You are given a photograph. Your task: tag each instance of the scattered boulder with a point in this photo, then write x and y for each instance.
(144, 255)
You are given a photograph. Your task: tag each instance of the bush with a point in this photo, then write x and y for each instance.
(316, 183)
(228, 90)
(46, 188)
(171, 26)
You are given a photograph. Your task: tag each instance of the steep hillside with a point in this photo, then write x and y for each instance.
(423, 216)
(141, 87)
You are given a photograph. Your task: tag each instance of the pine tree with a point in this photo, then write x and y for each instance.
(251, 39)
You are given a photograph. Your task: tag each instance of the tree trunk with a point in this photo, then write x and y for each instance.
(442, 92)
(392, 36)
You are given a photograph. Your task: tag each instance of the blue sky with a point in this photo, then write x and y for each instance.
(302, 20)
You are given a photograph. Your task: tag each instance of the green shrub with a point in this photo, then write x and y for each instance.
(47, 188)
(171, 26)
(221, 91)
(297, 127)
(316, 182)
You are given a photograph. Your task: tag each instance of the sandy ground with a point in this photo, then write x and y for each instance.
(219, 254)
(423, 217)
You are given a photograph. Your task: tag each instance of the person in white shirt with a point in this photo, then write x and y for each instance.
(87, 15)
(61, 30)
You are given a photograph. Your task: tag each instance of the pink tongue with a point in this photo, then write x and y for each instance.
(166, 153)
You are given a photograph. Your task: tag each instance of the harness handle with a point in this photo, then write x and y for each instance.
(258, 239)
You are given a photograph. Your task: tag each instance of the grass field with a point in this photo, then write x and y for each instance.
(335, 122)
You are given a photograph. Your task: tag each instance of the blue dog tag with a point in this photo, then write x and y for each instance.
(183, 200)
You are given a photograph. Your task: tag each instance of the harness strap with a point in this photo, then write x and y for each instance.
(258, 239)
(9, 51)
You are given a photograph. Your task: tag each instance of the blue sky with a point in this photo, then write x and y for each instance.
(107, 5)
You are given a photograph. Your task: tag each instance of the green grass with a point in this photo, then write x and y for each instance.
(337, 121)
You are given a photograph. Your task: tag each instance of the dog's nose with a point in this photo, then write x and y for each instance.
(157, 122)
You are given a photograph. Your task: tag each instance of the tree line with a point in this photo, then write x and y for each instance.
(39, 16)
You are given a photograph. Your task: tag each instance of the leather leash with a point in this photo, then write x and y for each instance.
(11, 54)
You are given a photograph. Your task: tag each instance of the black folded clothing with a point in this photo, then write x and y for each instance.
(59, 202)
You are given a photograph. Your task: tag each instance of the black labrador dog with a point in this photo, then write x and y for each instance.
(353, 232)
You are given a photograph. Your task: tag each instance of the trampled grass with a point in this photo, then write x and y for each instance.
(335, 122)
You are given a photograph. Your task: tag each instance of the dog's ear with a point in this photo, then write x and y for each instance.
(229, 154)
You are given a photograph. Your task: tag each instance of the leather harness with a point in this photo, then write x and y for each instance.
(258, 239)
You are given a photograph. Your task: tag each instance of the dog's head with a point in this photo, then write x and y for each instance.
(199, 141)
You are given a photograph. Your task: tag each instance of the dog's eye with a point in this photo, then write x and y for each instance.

◆ **What needs to be done**: The answer must be all of the entries, restated exactly.

◆ **Your response**:
You are given a photograph. Your task: tag each instance of the scattered boulder with a point in this photo, then write x and y for each instance.
(144, 255)
You are given a photograph. Your task: tag each instance of the bush with a point in this photo, then write x and y for each instance.
(316, 183)
(228, 90)
(46, 188)
(171, 26)
You are given a photograph. Your task: tag each instance of the steep hillside with a point in this photo, then write x and y for each instance.
(423, 216)
(141, 87)
You are given a photograph. Your task: tag each instance of the pine tree with a point in this photo, then write x and y for each instance.
(251, 39)
You are given a photograph. Your task: tag each instance of the tree trunk with a point in this photo, then write x and y for each instance.
(442, 92)
(392, 36)
You are given a photograph. Your task: tag each instance of the blue sky with a point in this photo, then write x and y for each instance.
(302, 20)
You are given a photograph. Your task: tag each instance of the green shrub with a point in this photo, then write x and y for each instance.
(47, 188)
(171, 26)
(221, 91)
(297, 127)
(316, 182)
You are given a photograph. Your task: tag each instance of the sandy ground with a point in this photo, then write x and y for each instance.
(219, 254)
(423, 217)
You are given a photograph. Your task: tag each instance of the person in white shirt with a point in this photo, then write x and y for each instance.
(87, 15)
(61, 30)
You are given a photograph. Your task: tag each instance of the pink tongue with a point in this photo, then write x and y for each instance.
(166, 153)
You are given a photograph. Your task: tag each instance of the harness handle with a point in this photo, then write x and y for each instance.
(258, 239)
You are given a photograph. Your task: tag each instance of the grass field with a point in this photo, then write x and y for each instance.
(335, 122)
You are given a photograph. Your task: tag each instance of the blue dog tag with a point in this photo, then write x and y for each instance.
(183, 200)
You are given a photograph. Your task: tag each instance of the harness strap with a point in this photo, then write x and y for each instance.
(258, 239)
(9, 51)
You are given a photograph. Your task: tag each instance of the blue sky with a point in this photo, then write x and y for each instance.
(107, 5)
You are given a photograph. Your task: tag each instance of the green grass with a point in this photo, then write x and y for each instance.
(337, 121)
You are given a photograph. Your task: tag each instance of the dog's nose with a point in this photo, then write x and y for each instance.
(157, 122)
You are given a photograph. Your task: tag each instance of the tree line with a point in this photo, then write x and y for each instance.
(39, 16)
You are given a photograph. Your task: tag each instance of the leather leash with a point in this photo, then write x and y for each instance.
(11, 54)
You are given a photograph. Your task: tag each instance of the black folded clothing with a point in this photo, then write x and y for each instance.
(59, 202)
You are given a photograph. Your task: tag each instance of the black labrador dog with a point in this photo, then write x and y for each instance.
(353, 232)
You are given a photograph. Your task: tag each instance of the trampled grass with a point in this photo, then write x and y for each instance.
(335, 122)
You are given a photograph. Your task: tag each instance of the dog's ear with a point in this photo, then write x and y for each instance.
(229, 154)
You are given a photograph. Your task: tag each instance of the leather harness with a point in this photo, then write x and y for each instance.
(258, 239)
You are given a photograph. Your task: tag each instance of the dog's head with a point in this photo, then write x and y for each instance.
(199, 141)
You are given a photograph. Your task: tag each instance of the dog's eye with a point in this photo, then write x and y for each instance.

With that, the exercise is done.